原文:
= = = = =
P2766 最长不下降子序列问题

题面

解法

第一问直接$O(n^2)$求。

第二问根据第一问$dp$的合法转移建立$DAG$图，拆点并求出最大流。即对于$\forall a_j \le a_i, dp_i = dp_j + 1$，连接$j_1 \to i_0$，流量为$1$，且连接每个$i_0 \to i_1$。如果$dp_i=1$则连接$S \to i_0$，$dp_i=ans_1$则连接$i_1 \to T$。这样就保证了每次增广都找到一个长度最长的子序列，并且每个点只能取一次。

第三问由于$1$和$n$无限制，所以将$S \to 1$和$n \to T$（如果有）的流量改为$+\infty$，并将$1_0 \to 1_1$和$n_0 \to n_1$也改为$+\infty$即可。注意要特判$n=1$。

AC代码

/**
 * @file:           P2766.cpp
 * @author:         yaoxi-std
 * @url:            https://www.luogu.com.cn/problem/P2766
*/
// #pragma GCC optimize ("O2")
// #pragma GCC optimize ("Ofast", "inline", "-ffast-math")
// #pragma GCC target ("avx,sse2,sse3,sse4,mmx")
#include <bits/stdc++.h>
using namespace std;
#define int long long
#define resetIO(x) \
    freopen(#x ".in", "r", stdin), freopen(#x ".out", "w", stdout)
#define debug(fmt, ...) \
    fprintf(stderr, "[%s:%d] " fmt "\n", __FILE__, __LINE__, ##__VA_ARGS__)
template <class _Tp>
inline _Tp& read(_Tp &x) {
    bool sign = false;
    char ch = getchar();
    long double tmp = 1;
    for (; !isdigit(ch); ch = getchar())
        sign |= (ch == '-');
    for (x = 0; isdigit(ch); ch = getchar())
        x = x * 10 + (ch ^ 48);
    if (ch == '.')
        for (ch = getchar(); isdigit(ch); ch = getchar())
            tmp /= 10.0, x += tmp * (ch ^ 48);
    return sign ? (x = -x) : x;
}
template <class _Tp>
inline void write(_Tp x) {
    if (x < 0)
= = = = =
要做的事: 把上面原文从含有“#define debug(fmt, ...)”的地方开始，一直到“getchar(); isdigit(ch); ch = getchar())”为止，一字不改地抄下来。

提供的资料:
= = = = =
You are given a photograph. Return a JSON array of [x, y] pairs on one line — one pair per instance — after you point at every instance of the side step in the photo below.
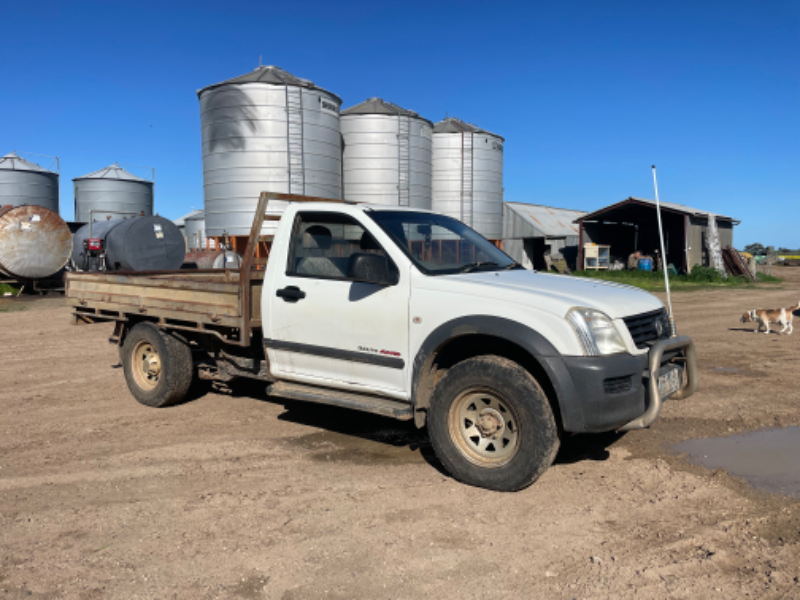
= = = = =
回答:
#define debug(fmt, ...) \
    fprintf(stderr, "[%s:%d] " fmt "\n", __FILE__, __LINE__, ##__VA_ARGS__)
template <class _Tp>
inline _Tp& read(_Tp &x) {
    bool sign = false;
    char ch = getchar();
    long double tmp = 1;
    for (; !isdigit(ch); ch = getchar())
        sign |= (ch == '-');
    for (x = 0; isdigit(ch); ch = getchar())
        x = x * 10 + (ch ^ 48);
    if (ch == '.')
        for (ch = getchar(); isdigit(ch); ch = getchar())